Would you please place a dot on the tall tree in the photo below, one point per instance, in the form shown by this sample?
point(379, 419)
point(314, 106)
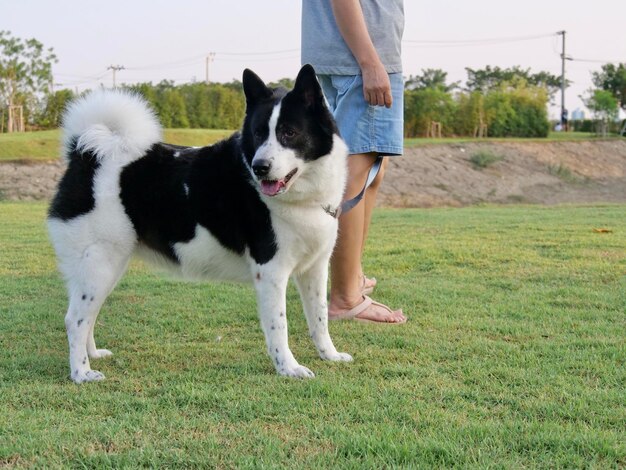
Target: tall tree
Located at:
point(604, 106)
point(612, 78)
point(25, 69)
point(489, 78)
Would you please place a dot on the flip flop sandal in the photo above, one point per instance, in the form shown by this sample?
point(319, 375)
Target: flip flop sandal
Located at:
point(367, 302)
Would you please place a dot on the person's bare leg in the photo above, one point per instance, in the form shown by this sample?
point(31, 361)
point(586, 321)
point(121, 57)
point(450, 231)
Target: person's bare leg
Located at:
point(345, 264)
point(370, 202)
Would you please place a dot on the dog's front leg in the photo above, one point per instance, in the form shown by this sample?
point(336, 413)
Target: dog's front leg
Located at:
point(271, 294)
point(312, 287)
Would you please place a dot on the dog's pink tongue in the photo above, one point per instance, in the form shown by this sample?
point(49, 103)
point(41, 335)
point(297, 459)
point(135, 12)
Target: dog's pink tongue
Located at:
point(271, 188)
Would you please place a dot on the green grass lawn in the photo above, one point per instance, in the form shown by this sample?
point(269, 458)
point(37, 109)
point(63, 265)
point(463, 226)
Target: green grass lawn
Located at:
point(552, 137)
point(46, 145)
point(513, 357)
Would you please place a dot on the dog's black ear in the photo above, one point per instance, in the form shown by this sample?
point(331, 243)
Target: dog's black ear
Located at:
point(308, 88)
point(254, 88)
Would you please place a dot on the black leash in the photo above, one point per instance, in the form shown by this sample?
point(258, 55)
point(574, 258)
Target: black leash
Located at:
point(345, 206)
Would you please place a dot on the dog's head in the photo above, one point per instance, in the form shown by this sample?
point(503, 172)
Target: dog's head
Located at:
point(284, 132)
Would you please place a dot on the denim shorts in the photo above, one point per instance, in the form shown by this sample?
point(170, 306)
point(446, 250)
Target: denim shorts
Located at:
point(366, 128)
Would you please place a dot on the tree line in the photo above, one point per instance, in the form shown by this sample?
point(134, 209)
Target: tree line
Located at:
point(493, 102)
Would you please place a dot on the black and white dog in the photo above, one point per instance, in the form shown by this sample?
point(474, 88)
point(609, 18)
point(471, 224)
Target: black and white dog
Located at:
point(256, 207)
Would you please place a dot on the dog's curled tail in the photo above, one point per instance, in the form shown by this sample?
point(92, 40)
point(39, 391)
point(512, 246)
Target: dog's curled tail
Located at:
point(112, 124)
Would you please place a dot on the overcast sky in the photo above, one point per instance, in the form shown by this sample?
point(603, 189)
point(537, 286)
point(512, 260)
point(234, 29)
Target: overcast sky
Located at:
point(159, 39)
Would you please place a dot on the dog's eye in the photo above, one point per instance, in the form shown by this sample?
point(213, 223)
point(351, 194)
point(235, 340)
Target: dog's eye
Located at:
point(289, 133)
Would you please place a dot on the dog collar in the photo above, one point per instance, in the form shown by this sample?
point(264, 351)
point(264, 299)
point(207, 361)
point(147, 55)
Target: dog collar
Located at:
point(334, 213)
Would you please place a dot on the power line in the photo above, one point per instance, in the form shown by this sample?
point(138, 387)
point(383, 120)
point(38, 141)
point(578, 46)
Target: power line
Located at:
point(476, 42)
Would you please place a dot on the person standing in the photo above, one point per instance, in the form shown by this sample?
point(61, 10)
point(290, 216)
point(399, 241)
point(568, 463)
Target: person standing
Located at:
point(354, 46)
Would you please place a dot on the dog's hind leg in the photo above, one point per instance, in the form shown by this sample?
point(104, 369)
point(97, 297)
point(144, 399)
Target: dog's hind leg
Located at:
point(91, 282)
point(271, 294)
point(312, 286)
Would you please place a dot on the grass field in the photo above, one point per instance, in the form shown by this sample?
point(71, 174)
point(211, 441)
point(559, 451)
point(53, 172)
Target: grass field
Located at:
point(513, 357)
point(45, 145)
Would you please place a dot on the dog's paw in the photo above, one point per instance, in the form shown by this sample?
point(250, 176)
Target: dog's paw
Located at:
point(80, 377)
point(298, 371)
point(100, 353)
point(337, 356)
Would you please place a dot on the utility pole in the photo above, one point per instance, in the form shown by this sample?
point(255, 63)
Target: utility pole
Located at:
point(115, 68)
point(209, 59)
point(563, 119)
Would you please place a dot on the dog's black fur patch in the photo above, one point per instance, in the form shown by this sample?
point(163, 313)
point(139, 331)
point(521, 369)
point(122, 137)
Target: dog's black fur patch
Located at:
point(220, 196)
point(74, 196)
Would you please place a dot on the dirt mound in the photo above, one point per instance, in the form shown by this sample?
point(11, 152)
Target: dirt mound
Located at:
point(444, 175)
point(528, 172)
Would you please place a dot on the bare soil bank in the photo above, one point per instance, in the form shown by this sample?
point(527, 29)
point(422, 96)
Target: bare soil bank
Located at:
point(443, 175)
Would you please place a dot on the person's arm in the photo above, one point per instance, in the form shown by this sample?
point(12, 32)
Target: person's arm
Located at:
point(351, 23)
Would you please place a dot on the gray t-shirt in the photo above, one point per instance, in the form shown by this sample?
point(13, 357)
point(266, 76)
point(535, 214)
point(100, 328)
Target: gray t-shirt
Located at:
point(324, 48)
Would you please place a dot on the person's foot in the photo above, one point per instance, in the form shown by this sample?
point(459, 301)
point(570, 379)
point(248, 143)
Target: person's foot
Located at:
point(367, 310)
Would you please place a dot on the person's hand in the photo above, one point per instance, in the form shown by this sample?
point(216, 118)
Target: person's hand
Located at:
point(376, 85)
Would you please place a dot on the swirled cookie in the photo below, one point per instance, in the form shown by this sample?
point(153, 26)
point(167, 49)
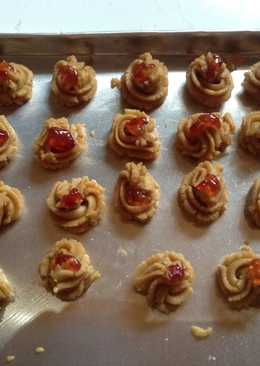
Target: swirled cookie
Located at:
point(11, 204)
point(202, 194)
point(204, 136)
point(249, 136)
point(78, 204)
point(137, 193)
point(239, 278)
point(251, 82)
point(67, 271)
point(59, 143)
point(8, 141)
point(209, 81)
point(15, 84)
point(73, 82)
point(165, 279)
point(144, 85)
point(6, 291)
point(134, 134)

----

**What you need to do**
Copy the entire listing above word for word, leaving out the pictures.

**Complete answer**
Would you please place a dot on the tall tree in the photo below, one point per instance, in the form shown by this sample?
point(379, 419)
point(314, 106)
Target: tall tree
Located at:
point(604, 106)
point(612, 78)
point(25, 69)
point(489, 78)
Would you please place a dot on the flip flop sandal in the photo above, one point per instance, in the form shown by this sample?
point(319, 375)
Target: flip flop sandal
Located at:
point(367, 302)
Would you please place a dot on the person's bare leg in the photo above, one point per instance, in the form shown by this sample?
point(31, 361)
point(586, 321)
point(121, 57)
point(450, 231)
Target: person's bare leg
Located at:
point(345, 264)
point(370, 202)
Would you please place a dot on the dog's front leg in the photo above, one point per instance, in the form shown by this sample?
point(336, 413)
Target: dog's front leg
Located at:
point(271, 294)
point(312, 287)
Would you please place a dot on the dog's pink tongue in the photo above, one point per instance, in the form shown by this sample?
point(49, 103)
point(41, 335)
point(297, 459)
point(135, 12)
Target: dog's pink tongue
Located at:
point(271, 188)
Would you please place a dot on the green grass lawn in the photo above, one point per instance, in the form shown by this sample?
point(269, 458)
point(37, 109)
point(63, 265)
point(463, 226)
Target: green grass lawn
Located at:
point(552, 137)
point(46, 145)
point(513, 357)
Would you please place a dot on the dog's black ear in the photo above, one point per instance, in the form shown by this sample?
point(331, 243)
Target: dog's black ear
Located at:
point(308, 88)
point(254, 88)
Would you please place a dot on the black leash in the photo above, one point per instance, in the form shown by this sample?
point(258, 55)
point(574, 258)
Target: black leash
Located at:
point(345, 206)
Would you please place a dot on the dog's head in the photo above, one point per instance, in the form shown by this sample?
point(503, 172)
Target: dog's head
Located at:
point(284, 132)
Would you please place a dot on the denim shorts in the photo above, one point per instance, in the form shown by this sample?
point(170, 306)
point(446, 250)
Target: denim shorts
Located at:
point(366, 128)
Would you please place a dot on the tree line in the photo above, one point per instance, in the form shown by this sample?
point(134, 209)
Target: tree line
Located at:
point(493, 102)
Would you please place a dot on the black and white dog in the photo above, one point per instance, in the form shown by this sample?
point(474, 88)
point(609, 18)
point(471, 224)
Target: black and white dog
Located at:
point(256, 207)
Would you please place a dot on the dog's curled tail in the photo above, one point per instance, in the form shown by this sample?
point(92, 40)
point(39, 391)
point(512, 246)
Target: dog's curled tail
Located at:
point(112, 124)
Would you please place a dot on the overcast sky in the photo above, one point per instance, in the form shown by this sample?
point(603, 189)
point(537, 286)
point(512, 260)
point(234, 29)
Target: overcast sky
Located at:
point(159, 39)
Would you please place a dot on the dog's eye in the photo above, one point per instance, in the form shown by this sample?
point(213, 223)
point(351, 194)
point(235, 340)
Target: dog's eye
Located at:
point(289, 133)
Would you please place a dot on the dog collar in the photo above, one point per instance, in the form shown by this sample?
point(264, 351)
point(264, 299)
point(207, 361)
point(147, 55)
Target: dog collar
Located at:
point(334, 213)
Would you please place a dot on the power line in the photo above, one point per instance, in the form shown by this sample?
point(138, 387)
point(383, 120)
point(38, 141)
point(578, 46)
Target: power line
Located at:
point(476, 42)
Would you please place a dot on the person standing in the photo above, one point per instance, in the form shown by this sample?
point(61, 10)
point(290, 216)
point(399, 241)
point(568, 463)
Target: person standing
Located at:
point(354, 46)
Would you please place a dot on the dog's hind leg in the photo above, one point per instance, in the form shown by this sample?
point(104, 369)
point(97, 297)
point(144, 399)
Target: dog's hind leg
Located at:
point(91, 282)
point(271, 294)
point(312, 286)
Would you please place a dot on the grass field in the photo above, one point per instance, in the form shown by this sample?
point(71, 174)
point(211, 441)
point(559, 451)
point(53, 172)
Target: grass field
Located at:
point(513, 357)
point(45, 145)
Would you please place a dot on the dog's paw in the photo above, one point per instance, in the form shown by this sample?
point(250, 176)
Target: dog's paw
Located at:
point(80, 377)
point(298, 371)
point(100, 353)
point(337, 356)
Would you please place a dot on the utility pole in the photo above, one point per instance, in the form shown by this sample?
point(255, 63)
Target: utility pole
Located at:
point(115, 68)
point(209, 59)
point(563, 119)
Would you please place a dot on the dog's black fur patch in the photo above, one point per instance, in the form shown by this sample?
point(163, 313)
point(139, 331)
point(521, 369)
point(122, 137)
Target: dog's black fur patch
Located at:
point(220, 196)
point(74, 196)
Would you please place a dot on the dirt mound in the photo above, one point per instance, in the form shown by this sample?
point(11, 152)
Target: dirt mound
Located at:
point(444, 175)
point(528, 172)
Would you please place a dot on the bare soil bank in the photo above, one point per instance, in the form shown by this sample?
point(527, 29)
point(422, 96)
Target: bare soil bank
Located at:
point(443, 175)
Would you please place a dot on the person's arm in the photo above, one point per instance, in the form shown by this sample?
point(12, 32)
Target: person's arm
Located at:
point(351, 23)
Would you please place a dot on the gray t-shirt in the photo above, one point per instance, in the form shown by this sample?
point(13, 357)
point(266, 76)
point(535, 214)
point(100, 328)
Target: gray t-shirt
Located at:
point(324, 48)
Would you please place a dot on the person's foot in the photo above, one point per instance, in the form shown by this sample?
point(459, 301)
point(570, 379)
point(248, 143)
Target: person's foot
Located at:
point(367, 310)
Would you please place a dot on the person's hand in the photo above, one point per instance, in the form shown by this sample?
point(216, 118)
Target: person's hand
Located at:
point(376, 85)
Would you please place a dot on the swirled cookie in the photo below, one point per instance, in the form shown by this sample?
point(153, 26)
point(167, 49)
Target: swirled cookie
Located at:
point(11, 204)
point(202, 194)
point(204, 136)
point(249, 136)
point(78, 204)
point(137, 193)
point(239, 278)
point(251, 82)
point(67, 271)
point(59, 143)
point(8, 141)
point(209, 81)
point(15, 84)
point(73, 82)
point(165, 279)
point(144, 85)
point(6, 291)
point(134, 134)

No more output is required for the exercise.